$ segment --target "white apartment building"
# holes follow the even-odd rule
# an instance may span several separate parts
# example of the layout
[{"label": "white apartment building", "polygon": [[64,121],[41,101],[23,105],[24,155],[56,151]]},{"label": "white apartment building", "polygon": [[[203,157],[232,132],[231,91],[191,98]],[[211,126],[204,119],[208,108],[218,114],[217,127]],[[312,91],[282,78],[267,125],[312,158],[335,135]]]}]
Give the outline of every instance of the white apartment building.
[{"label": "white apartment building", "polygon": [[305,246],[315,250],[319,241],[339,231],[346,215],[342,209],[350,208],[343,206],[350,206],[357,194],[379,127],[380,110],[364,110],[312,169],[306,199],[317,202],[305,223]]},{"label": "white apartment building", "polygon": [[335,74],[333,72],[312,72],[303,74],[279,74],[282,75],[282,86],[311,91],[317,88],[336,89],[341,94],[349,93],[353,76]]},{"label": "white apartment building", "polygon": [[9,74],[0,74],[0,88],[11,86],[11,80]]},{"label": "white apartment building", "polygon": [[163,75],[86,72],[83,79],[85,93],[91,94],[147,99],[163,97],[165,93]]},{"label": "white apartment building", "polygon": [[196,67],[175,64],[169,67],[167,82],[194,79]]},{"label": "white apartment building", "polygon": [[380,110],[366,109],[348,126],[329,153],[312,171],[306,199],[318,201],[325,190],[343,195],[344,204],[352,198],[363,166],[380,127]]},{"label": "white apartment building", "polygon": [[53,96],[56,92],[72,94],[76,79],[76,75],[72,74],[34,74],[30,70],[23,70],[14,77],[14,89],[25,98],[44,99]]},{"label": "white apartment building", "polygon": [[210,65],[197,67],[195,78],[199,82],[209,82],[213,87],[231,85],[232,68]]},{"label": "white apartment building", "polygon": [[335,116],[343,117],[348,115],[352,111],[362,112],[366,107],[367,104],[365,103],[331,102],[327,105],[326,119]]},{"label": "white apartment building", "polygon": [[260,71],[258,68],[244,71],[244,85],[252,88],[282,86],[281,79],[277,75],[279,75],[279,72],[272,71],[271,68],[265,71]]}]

◇ ◇ ◇

Recast all the data above as a two-column CSV with the headers request and response. Give each request text and its answer one row, each in its own quoted field with line breaks turned into spaces.

request,response
"$ segment --target ""white apartment building"" # holes follow the even-odd rule # an instance may span several separate parts # example of the layout [{""label"": ""white apartment building"", ""polygon"": [[64,121],[41,101],[23,105],[24,155],[56,151]]},{""label"": ""white apartment building"", ""polygon"": [[[203,157],[232,132],[231,91],[191,98]],[[211,126],[204,119],[208,108],[218,114],[217,127]],[[312,91],[282,78],[267,125],[312,158],[335,135]]]}] Give the outline of every instance of the white apartment building.","[{""label"": ""white apartment building"", ""polygon"": [[305,246],[315,250],[319,241],[339,231],[346,215],[342,209],[350,208],[343,206],[350,206],[357,194],[379,127],[380,110],[364,110],[312,169],[306,199],[317,202],[305,223]]},{""label"": ""white apartment building"", ""polygon"": [[335,74],[333,72],[312,72],[303,74],[279,74],[282,75],[282,86],[311,91],[317,88],[336,89],[341,94],[349,93],[353,76]]},{""label"": ""white apartment building"", ""polygon"": [[9,74],[0,74],[0,88],[11,86],[11,80]]},{""label"": ""white apartment building"", ""polygon"": [[163,75],[86,72],[83,79],[85,93],[91,94],[147,99],[163,97],[165,93]]},{""label"": ""white apartment building"", ""polygon"": [[196,67],[175,64],[169,67],[167,82],[194,79]]},{""label"": ""white apartment building"", ""polygon"": [[380,110],[366,109],[348,126],[329,153],[312,171],[306,199],[318,201],[325,190],[343,195],[344,204],[352,198],[363,166],[380,127]]},{""label"": ""white apartment building"", ""polygon"": [[53,96],[56,92],[72,94],[76,79],[76,75],[72,74],[34,74],[30,70],[23,70],[14,77],[14,89],[25,98],[44,99]]},{""label"": ""white apartment building"", ""polygon"": [[210,65],[197,67],[195,78],[199,82],[209,82],[213,87],[231,85],[232,68]]},{""label"": ""white apartment building"", ""polygon"": [[335,116],[343,117],[348,115],[352,111],[362,112],[366,107],[367,104],[365,103],[331,102],[327,105],[326,119]]},{""label"": ""white apartment building"", ""polygon"": [[260,71],[258,68],[244,71],[244,85],[252,88],[282,86],[281,79],[277,75],[279,75],[279,72],[272,71],[271,68],[265,71]]}]"